» Material:
——————

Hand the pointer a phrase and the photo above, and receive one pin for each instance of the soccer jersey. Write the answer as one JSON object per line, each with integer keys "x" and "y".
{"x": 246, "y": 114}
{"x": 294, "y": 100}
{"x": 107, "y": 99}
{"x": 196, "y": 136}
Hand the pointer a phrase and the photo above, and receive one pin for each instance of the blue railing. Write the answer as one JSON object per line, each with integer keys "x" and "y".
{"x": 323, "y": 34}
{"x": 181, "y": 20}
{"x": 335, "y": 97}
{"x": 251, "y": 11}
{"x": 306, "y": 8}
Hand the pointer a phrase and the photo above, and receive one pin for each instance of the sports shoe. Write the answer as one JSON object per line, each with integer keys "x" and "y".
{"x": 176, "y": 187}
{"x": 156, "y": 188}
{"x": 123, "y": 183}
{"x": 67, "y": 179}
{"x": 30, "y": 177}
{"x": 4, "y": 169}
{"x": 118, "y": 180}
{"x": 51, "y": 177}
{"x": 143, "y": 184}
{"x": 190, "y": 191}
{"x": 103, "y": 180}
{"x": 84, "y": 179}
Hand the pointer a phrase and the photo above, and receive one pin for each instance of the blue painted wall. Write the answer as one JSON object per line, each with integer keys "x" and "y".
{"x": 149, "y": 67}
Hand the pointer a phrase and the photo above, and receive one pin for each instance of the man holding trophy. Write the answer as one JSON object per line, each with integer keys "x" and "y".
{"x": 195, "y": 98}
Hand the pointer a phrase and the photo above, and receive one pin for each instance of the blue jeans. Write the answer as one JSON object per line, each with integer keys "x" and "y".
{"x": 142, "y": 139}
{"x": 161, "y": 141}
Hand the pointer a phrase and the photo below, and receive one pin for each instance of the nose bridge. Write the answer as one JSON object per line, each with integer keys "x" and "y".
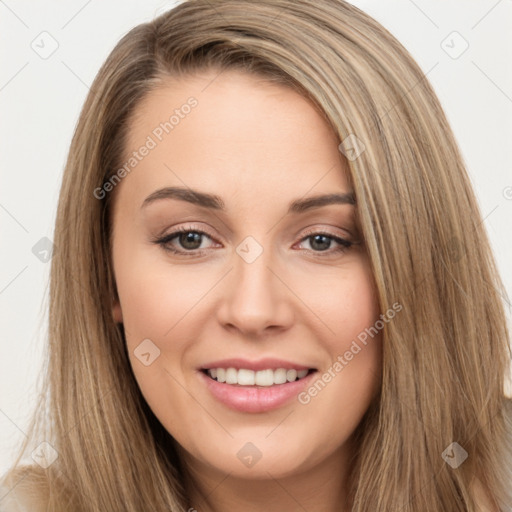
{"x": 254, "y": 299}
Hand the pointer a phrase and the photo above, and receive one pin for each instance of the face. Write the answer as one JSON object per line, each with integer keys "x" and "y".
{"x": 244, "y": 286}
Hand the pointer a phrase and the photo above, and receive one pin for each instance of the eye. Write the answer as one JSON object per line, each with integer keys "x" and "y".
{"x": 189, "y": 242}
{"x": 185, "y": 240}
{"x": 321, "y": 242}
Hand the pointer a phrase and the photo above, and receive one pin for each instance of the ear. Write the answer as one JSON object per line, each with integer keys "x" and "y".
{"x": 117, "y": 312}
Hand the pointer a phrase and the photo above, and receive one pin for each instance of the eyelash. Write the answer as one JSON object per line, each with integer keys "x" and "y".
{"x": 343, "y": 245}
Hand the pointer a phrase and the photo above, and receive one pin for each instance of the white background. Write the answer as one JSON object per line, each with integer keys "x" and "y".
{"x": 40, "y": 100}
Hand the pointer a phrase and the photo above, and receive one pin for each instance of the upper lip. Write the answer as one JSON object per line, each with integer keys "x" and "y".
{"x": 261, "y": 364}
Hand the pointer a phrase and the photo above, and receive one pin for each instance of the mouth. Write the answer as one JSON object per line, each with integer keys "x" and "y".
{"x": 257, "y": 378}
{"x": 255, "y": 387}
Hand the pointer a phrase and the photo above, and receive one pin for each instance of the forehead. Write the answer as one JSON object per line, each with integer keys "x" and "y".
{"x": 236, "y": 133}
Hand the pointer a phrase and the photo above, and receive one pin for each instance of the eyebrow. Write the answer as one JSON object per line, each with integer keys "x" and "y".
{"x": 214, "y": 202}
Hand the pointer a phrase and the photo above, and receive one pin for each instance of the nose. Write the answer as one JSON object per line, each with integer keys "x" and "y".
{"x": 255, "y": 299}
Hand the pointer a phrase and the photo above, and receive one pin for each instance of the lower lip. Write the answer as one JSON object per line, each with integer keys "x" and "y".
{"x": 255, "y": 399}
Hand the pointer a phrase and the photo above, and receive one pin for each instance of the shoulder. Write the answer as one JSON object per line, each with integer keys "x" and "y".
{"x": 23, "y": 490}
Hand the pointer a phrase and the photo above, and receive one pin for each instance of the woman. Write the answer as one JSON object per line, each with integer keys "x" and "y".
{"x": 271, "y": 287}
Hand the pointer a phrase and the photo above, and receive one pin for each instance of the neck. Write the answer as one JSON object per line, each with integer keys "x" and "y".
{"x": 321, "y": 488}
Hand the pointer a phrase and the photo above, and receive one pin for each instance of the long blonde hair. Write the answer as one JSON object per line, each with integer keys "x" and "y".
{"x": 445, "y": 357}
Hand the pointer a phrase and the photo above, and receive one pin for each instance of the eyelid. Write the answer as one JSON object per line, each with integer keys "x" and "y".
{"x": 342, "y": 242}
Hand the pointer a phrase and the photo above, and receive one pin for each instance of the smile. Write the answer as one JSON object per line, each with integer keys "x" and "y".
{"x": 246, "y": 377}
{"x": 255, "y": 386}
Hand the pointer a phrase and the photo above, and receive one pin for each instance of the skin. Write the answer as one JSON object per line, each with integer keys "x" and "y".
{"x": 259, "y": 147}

——————

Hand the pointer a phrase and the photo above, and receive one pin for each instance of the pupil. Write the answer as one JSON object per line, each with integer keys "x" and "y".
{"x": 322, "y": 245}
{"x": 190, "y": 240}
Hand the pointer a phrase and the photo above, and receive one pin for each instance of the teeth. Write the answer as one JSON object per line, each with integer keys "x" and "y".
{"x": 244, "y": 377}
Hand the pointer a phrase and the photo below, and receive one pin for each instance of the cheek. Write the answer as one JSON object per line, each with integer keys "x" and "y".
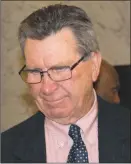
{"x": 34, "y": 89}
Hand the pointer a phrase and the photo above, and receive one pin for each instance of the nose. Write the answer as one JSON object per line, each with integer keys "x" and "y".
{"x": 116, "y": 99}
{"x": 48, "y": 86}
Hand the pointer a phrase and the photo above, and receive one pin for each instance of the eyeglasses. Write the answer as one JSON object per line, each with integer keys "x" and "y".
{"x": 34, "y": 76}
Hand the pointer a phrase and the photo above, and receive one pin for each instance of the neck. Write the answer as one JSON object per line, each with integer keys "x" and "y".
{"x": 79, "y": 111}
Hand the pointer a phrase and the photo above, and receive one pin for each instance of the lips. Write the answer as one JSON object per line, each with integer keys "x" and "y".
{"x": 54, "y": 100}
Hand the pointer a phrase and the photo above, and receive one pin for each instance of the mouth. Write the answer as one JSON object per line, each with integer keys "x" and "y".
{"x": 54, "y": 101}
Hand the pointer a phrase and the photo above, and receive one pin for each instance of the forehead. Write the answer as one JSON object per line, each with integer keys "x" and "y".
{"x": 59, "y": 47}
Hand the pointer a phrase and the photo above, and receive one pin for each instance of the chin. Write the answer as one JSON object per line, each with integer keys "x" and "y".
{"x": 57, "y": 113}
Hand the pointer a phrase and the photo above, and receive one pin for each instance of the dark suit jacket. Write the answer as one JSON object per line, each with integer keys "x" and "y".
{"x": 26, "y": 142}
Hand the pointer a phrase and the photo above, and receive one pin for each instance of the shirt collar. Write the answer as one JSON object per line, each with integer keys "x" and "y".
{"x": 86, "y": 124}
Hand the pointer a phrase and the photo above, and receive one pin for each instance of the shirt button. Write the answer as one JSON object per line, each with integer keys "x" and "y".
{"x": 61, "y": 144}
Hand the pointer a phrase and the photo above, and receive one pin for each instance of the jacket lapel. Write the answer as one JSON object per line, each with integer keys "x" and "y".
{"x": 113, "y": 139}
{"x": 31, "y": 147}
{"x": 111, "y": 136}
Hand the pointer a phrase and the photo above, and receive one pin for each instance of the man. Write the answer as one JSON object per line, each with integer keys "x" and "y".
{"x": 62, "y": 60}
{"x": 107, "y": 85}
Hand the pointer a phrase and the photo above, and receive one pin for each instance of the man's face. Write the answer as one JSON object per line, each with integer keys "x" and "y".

——————

» Description of the task:
Show each line in the rows above that contains the string "shoe", copying every such line in full.

» Response:
Hand the pointer a phrase and the photo above, and receive one pin for each instance of the sports shoe. Write the answer as one JSON object per line, each with integer keys "x" and "y".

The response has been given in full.